***** Text under study

1. Reducing Harms
Some of the most egregious forms of disinformation should be addressed at the source. For instance, certain ways that bad actors use disinformation to interfere with the right to vote or threaten and intimidate election workers should not be allowed at all, and reforms can reduce incentives for some spreaders of disinformation.
Lies about voting that are designed to trick people out of using the franchise, like “Text # to vote,” threaten the right to vote and disproportionately target communities of color. The federal Deceptive Practices and Voter Intimidation Prevention Act would ban these lies and dedicate law enforcement resources to protecting voters.
Much of the disinformation surrounding the 2020 election was generated by political actors using “Stop the Steal” and similar election-fraud narratives. Trump and others sent fundraising solicitations implying that donations would go to legal challenges to the election results, when in reality the money will largely be dedicated to future political campaigns. Campaign finance laws should restrict these types of appeals, requiring, for instance, that funds raised ostensibly for legal fees to challenge results can only be used for legal challenges.
Party-appointed monitors of ballot counts were a significant source of false information about the process in 2020, some inadvertently. States should pass laws requiring these monitors to be trained about election processes, so they know what they are observing, and held accountable for their behavior so that they do not disrupt vote counts and other election work.

**********

Tasks to perform:
**1.** Using the text on election disinformation, say whether each statement agrees with it: (a) the Deceptive Practices and Voter Intimidation Prevention Act is a state law; (b) some party-appointed ballot-count monitors spread false information without meaning to; (c) money raised through "Stop the Steal" appeals mostly went to legal challenges. Answer yes or no for each and quote the text's deciding words.
**2.** In the text on election disinformation, rewrite the paragraph that begins "Much of the disinformation surrounding the 2020 election" as a short bulleted list that keeps its main facts.
**3.** Pick up the text on election disinformation after its final sentence about party-appointed ballot-count monitors, and continue it with another proposal for reducing harms.
The listing is unrelated to the text on election disinformation.

***** Listed records

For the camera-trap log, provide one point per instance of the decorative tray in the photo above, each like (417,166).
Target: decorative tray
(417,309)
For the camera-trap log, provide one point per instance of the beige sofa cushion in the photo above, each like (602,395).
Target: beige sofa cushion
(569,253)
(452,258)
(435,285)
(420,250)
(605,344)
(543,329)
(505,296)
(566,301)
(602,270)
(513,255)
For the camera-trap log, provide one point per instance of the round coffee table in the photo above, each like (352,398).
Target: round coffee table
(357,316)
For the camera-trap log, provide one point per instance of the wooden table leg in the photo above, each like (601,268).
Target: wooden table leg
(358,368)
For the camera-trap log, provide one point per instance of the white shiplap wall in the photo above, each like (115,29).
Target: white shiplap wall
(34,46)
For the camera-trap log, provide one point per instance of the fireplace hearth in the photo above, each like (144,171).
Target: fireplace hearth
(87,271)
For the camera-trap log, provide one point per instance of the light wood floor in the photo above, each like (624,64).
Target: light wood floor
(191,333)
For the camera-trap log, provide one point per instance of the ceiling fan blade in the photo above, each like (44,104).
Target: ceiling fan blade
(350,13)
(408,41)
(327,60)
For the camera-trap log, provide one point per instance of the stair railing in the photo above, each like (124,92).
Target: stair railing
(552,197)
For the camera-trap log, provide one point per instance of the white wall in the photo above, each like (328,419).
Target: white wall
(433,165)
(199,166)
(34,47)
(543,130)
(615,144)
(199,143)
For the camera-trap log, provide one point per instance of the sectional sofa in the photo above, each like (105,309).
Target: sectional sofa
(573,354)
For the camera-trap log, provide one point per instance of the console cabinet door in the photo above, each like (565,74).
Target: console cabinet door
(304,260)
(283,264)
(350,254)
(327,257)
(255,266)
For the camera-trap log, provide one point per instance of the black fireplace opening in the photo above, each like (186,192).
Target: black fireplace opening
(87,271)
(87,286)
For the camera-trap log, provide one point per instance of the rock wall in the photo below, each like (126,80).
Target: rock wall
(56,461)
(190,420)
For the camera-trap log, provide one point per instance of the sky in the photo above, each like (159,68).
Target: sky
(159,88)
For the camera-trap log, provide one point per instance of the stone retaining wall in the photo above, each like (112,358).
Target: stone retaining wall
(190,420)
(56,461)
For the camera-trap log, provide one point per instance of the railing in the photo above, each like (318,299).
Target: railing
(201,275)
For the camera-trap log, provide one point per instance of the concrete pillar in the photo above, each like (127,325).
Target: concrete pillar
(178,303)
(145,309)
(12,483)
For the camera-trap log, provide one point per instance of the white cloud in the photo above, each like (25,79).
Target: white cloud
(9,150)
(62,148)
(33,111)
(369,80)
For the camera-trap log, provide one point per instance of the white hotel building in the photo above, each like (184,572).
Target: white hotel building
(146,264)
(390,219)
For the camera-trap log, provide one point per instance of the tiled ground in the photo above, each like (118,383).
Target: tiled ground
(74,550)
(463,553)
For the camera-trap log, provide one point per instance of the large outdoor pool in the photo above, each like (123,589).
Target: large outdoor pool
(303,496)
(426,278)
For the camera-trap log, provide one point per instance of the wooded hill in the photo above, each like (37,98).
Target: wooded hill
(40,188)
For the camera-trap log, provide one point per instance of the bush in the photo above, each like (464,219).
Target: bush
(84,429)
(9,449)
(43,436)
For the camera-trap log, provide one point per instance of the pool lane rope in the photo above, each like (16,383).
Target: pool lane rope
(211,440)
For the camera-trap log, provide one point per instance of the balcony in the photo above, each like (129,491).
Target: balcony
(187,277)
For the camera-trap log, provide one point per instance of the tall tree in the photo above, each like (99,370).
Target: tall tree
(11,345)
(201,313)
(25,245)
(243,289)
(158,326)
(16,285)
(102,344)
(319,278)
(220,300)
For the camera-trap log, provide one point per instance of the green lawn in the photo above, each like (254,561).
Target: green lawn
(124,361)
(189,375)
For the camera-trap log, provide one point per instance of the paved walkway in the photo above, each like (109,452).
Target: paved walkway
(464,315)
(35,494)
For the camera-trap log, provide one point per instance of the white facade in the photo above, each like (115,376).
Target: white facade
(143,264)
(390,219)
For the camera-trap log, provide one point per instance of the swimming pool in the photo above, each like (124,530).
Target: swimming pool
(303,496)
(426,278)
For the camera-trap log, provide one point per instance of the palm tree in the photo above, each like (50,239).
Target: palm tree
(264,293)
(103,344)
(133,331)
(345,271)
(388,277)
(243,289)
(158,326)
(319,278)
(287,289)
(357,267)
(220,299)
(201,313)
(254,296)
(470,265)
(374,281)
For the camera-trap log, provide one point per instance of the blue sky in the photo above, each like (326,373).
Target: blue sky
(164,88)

**********

Answers below:
**1.**
(a) No: "The federal Deceptive Practices and Voter Intimidation Prevention Act would ban these lies"
(b) Yes: "Party-appointed monitors of ballot counts were a significant source of false information about the process in 2020, some inadvertently."
(c) No: "when in reality the money will largely be dedicated to future political campaigns"

**2.**
- Political actors produced much of the disinformation about the 2020 election through "Stop the Steal" and similar election-fraud narratives.
- Trump and others sent fundraising solicitations that implied donations would pay for legal challenges to the results.
- The money will largely go to future political campaigns.
- Campaign finance laws should restrict such appeals. For example, funds raised for legal fees to challenge results should be usable only for legal challenges.

**3.**
Social media platforms have vast power to help to slow the spread of disinformation but have not done enough. Disinformation about elections is particularly harmful, infringing on voting rights, undermining faith in elections, and threatening the foundations to our democracy. Thanks largely to lies spread by figures with large followings, election officials are increasingly being threatened for doing their jobs. One in three fear for their safety.
The worst spreaders of dangerous election disinformation are readily identifiable. If social media companies are not willing to take down those accounts, one intermediate sanction would be to delay publication of all of posts by accounts that have violated clearly articulated rules and been warned by the platform.
This “holding area” strategy would act to disrupt the virality of certain claims and would give platform fact-checkers the chance to block some lies before they are published.
In addition, platforms should moderate content from public figures in accord with their power to influence people — meaning more strictly than the average user, not less, as Facebook and others currently do.
And social media platforms should track disinformation and actively send corrective information to users who interacted with false messages about how to vote and other election processes.